- **Excerpted passage**
⁂
How do we know that we are truly in Christ?
While reading through the Gospel of Matthew a few months ago, I was struck by a theme – there are going to be a lot of surprises on Judgment Day. Not good ones. Religious people who thought they had it, but it turns out, had nothing. People who had called on Jesus’ name, had cast out demons and performed miracles and had done wonderful things in Jesus’ name, but will be pronounced “evil doers” and sent away. How do we know that we are not one of them?
1 John was written “to you who believe in the name of the Son of God so that you may know that you have eternal life” (5:13). The proofs of life in Jesus that he lays out are:
1) Christians walk in light and not darkness (1:5-7), because they walk with God.
2) Christians acknowledge their sinfulness (1:8-10), and so confess and receive forgiveness.
3) Christians obey God’s commands (2:3-6, 5:2-4), because they know and love God.
4) Christians love other Christians (2:9-11, 3:10, 3:16-18, 4:7-12, 4:20-21), because love comes from God.
5) Christians do not love the world (2:15-17), because love for darkness comes from darkness.
6) Christians do what is right (2:29, 3:10), because they are born of God, who is righteous.
7) Christians do not live in sin (3:5-9, 5:18), because God abides in them, and Jesus was revealed to take away sin.
⁂
- **Input data**
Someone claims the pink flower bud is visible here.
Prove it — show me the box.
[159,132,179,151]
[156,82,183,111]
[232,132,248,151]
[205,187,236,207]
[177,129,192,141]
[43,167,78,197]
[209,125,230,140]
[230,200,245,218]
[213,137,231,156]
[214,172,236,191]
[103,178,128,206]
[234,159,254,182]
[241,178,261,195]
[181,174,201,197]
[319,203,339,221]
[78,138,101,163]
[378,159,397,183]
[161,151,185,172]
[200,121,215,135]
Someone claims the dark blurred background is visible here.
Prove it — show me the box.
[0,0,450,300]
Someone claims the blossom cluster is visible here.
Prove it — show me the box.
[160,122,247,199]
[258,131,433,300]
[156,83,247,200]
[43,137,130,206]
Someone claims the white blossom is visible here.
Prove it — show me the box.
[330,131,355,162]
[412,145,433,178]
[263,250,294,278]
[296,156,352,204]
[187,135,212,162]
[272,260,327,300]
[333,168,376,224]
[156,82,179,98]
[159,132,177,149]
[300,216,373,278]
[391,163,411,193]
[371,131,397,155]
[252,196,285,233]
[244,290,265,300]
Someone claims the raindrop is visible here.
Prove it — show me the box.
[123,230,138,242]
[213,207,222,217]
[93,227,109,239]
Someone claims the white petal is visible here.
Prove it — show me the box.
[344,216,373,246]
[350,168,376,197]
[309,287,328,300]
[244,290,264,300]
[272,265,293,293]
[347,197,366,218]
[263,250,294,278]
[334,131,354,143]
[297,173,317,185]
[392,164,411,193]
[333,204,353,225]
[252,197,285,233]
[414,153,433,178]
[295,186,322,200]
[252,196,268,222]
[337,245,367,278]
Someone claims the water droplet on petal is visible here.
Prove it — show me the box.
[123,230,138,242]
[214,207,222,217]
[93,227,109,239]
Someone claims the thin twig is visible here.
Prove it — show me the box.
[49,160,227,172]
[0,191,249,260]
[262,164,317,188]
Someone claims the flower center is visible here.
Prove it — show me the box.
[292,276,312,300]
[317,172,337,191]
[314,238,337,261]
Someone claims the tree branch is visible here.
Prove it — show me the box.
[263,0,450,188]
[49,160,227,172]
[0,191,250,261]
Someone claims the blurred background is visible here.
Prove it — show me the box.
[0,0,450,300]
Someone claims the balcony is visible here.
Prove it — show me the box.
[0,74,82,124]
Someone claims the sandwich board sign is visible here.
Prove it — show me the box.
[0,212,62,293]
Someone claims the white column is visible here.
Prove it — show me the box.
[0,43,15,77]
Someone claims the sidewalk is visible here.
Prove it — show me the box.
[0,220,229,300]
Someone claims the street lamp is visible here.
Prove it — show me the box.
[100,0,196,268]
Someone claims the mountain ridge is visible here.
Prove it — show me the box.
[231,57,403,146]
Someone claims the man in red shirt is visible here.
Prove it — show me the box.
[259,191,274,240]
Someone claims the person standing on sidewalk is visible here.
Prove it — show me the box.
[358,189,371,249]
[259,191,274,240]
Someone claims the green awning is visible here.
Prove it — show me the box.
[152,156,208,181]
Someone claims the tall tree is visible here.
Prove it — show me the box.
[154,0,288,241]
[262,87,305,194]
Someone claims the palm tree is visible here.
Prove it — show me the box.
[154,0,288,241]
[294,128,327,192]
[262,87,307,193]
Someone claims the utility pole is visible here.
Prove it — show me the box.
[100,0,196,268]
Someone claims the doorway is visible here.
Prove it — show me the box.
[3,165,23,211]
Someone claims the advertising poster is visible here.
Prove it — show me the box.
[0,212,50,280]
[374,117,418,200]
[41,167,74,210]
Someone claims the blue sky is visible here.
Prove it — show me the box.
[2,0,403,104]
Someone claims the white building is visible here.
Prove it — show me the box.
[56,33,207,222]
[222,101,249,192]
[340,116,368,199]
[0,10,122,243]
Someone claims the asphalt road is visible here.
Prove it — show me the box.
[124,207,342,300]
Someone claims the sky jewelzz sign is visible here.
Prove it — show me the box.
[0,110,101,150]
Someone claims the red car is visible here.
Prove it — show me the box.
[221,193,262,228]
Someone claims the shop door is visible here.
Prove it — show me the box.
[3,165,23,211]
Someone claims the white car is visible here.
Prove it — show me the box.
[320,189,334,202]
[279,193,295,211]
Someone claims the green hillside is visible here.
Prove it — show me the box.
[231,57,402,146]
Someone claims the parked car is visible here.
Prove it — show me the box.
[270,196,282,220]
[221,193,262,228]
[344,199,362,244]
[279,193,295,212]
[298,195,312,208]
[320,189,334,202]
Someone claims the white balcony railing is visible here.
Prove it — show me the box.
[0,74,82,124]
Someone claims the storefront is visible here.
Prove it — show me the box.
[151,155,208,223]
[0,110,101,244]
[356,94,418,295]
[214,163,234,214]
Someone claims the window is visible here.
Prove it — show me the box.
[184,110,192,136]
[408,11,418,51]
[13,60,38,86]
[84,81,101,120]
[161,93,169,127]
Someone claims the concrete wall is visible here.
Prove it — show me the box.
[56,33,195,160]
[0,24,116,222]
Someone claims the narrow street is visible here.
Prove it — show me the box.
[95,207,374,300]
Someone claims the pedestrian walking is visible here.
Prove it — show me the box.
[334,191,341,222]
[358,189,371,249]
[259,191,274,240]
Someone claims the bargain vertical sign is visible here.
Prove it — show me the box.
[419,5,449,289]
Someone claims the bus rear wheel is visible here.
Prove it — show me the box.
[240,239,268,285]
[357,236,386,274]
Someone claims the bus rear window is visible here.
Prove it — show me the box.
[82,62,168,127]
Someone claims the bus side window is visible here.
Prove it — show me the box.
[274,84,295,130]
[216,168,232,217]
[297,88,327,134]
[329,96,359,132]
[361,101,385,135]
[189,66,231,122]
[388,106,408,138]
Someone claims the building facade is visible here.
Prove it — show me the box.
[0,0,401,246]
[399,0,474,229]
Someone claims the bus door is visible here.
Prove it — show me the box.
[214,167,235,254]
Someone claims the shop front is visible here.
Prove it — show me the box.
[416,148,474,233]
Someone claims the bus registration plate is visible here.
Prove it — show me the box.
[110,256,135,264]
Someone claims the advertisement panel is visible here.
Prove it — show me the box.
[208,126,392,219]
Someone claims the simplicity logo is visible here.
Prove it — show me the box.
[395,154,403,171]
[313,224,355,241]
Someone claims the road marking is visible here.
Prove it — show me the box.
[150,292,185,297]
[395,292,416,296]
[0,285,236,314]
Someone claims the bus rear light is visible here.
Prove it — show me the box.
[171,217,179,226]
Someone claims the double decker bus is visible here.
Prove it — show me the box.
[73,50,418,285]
⁂
- **What you will do**
Write out the passage on being truly in Christ, starting with "4) Christians love" and going on through "take away sin.". The listing comes from a different source than the text.

- **Response to the exercise**
4) Christians love other Christians (2:9-11, 3:10, 3:16-18, 4:7-12, 4:20-21), because love comes from God.
5) Christians do not love the world (2:15-17), because love for darkness comes from darkness.
6) Christians do what is right (2:29, 3:10), because they are born of God, who is righteous.
7) Christians do not live in sin (3:5-9, 5:18), because God abides in them, and Jesus was revealed to take away sin.